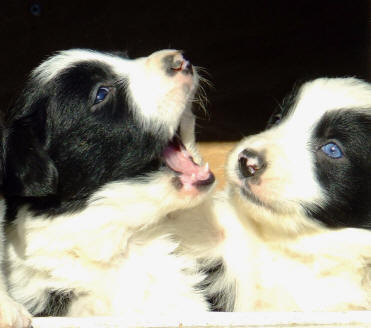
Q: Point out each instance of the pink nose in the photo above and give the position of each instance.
(251, 163)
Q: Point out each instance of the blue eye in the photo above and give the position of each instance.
(332, 150)
(101, 94)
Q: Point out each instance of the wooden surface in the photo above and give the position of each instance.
(220, 320)
(215, 153)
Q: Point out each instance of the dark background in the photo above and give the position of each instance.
(254, 51)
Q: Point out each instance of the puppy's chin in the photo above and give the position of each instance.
(272, 219)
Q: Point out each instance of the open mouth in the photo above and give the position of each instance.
(180, 161)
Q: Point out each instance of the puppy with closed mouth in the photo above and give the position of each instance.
(98, 149)
(292, 230)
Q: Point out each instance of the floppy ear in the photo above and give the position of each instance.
(28, 169)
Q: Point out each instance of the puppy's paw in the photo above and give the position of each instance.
(13, 314)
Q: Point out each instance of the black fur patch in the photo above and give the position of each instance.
(57, 305)
(222, 300)
(61, 147)
(347, 180)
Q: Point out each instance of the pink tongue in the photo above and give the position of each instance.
(180, 160)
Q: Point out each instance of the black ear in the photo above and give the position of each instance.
(28, 170)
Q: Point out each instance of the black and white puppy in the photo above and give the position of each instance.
(95, 158)
(12, 314)
(294, 223)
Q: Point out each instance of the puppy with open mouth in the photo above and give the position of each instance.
(292, 230)
(98, 149)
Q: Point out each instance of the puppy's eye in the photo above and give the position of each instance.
(101, 94)
(276, 118)
(332, 150)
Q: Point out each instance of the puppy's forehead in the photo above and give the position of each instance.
(63, 60)
(323, 95)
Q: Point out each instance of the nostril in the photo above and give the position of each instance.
(187, 67)
(246, 169)
(250, 163)
(175, 63)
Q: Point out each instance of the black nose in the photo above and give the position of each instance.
(251, 163)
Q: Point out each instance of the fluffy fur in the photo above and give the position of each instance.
(94, 161)
(291, 232)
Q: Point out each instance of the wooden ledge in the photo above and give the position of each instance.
(220, 320)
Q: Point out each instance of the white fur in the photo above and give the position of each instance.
(275, 257)
(119, 256)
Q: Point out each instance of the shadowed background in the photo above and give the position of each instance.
(253, 51)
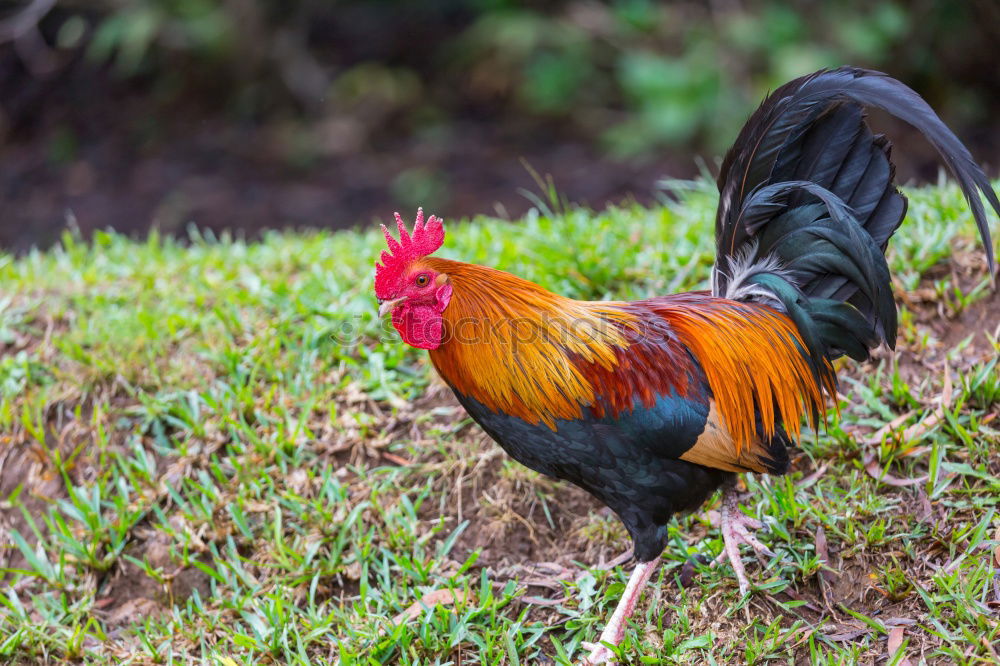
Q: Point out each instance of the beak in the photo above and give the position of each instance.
(385, 307)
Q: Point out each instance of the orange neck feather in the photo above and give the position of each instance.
(514, 346)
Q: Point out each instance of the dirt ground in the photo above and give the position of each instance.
(524, 526)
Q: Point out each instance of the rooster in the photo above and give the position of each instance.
(653, 405)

#### The task
What is needed is an exact output of the records above, with every picture left out.

#### Result
Q: Point out each instance of the pink nose in the photo above and give the position of each instance.
(251, 163)
Q: Point out each instance of the blue eye in the photo above and give the position of each instance.
(332, 150)
(101, 94)
Q: Point out each instance of the wooden surface in the photo above and give the position of each instance.
(220, 320)
(215, 153)
Q: Point out each instance of the dark background in the photo above and give the position of each instance.
(254, 51)
Q: Point out each instance of the puppy's chin in the photo above and give the position of each instance.
(272, 219)
Q: Point out each instance of the open mouth in the photo above and give the position of each instance.
(180, 161)
Q: Point out each instance of the puppy with closed mouth in the photo above and give the position of each instance.
(98, 149)
(292, 230)
Q: Point out each instance of the floppy ear in the photo above and give the position of each instance.
(28, 169)
Q: Point out each instance of the puppy's paw in the photo above and give the position of each instance.
(13, 314)
Q: Point out each instance of the black fur patch in the photo above and give the position of each instance.
(57, 305)
(222, 300)
(61, 147)
(347, 180)
Q: Point out each instance of the pink tongue in the photo above and give the position of each instance.
(180, 160)
Q: Point out each instance of the black ear in the photo above and give the position of each instance.
(28, 170)
Q: Point out each instance of the black and white puppy in the photo above and give the position of each instance.
(95, 158)
(12, 314)
(294, 223)
Q: Point out each instance of the puppy with open mouth in the photo above and give the position of each instance.
(292, 230)
(98, 149)
Q: Point out each instance of the puppy's eye in the photo above and give the position of each instance.
(101, 94)
(276, 118)
(332, 150)
Q: Point out each instance of the puppy's forehead in the photo above and give the position of each instance.
(63, 60)
(323, 95)
Q: Point out each instance of the nostril in the photo above and give the position of each instance.
(187, 67)
(246, 169)
(250, 163)
(175, 63)
Q: Point out each instance of the black nose in the photo above and give the position of each instance.
(251, 163)
Q: Point out each instance of the fluffy fur in the photo above and give the position of each instance.
(94, 161)
(291, 232)
Q: Point out each instance of the wooden ledge in the photo above and give the position of each instance.
(220, 320)
Q: Point out each instance of the white fur in the photo above and give the position of each instance.
(275, 257)
(119, 256)
Q: Point out each instance of the shadowed background in the photo above and give the position of each instance.
(253, 51)
Q: Point out each instance of the beak in the photo above and give the position of each instance.
(385, 307)
Q: Point out each instance of the orange neck feather in the photo above and give the position of each instance.
(514, 346)
Q: Point out each instance of the dirt ground in the photo above and give the position of each instance.
(524, 526)
Q: Point out each instance of the rooster in the photo above and give the position of each instance.
(653, 405)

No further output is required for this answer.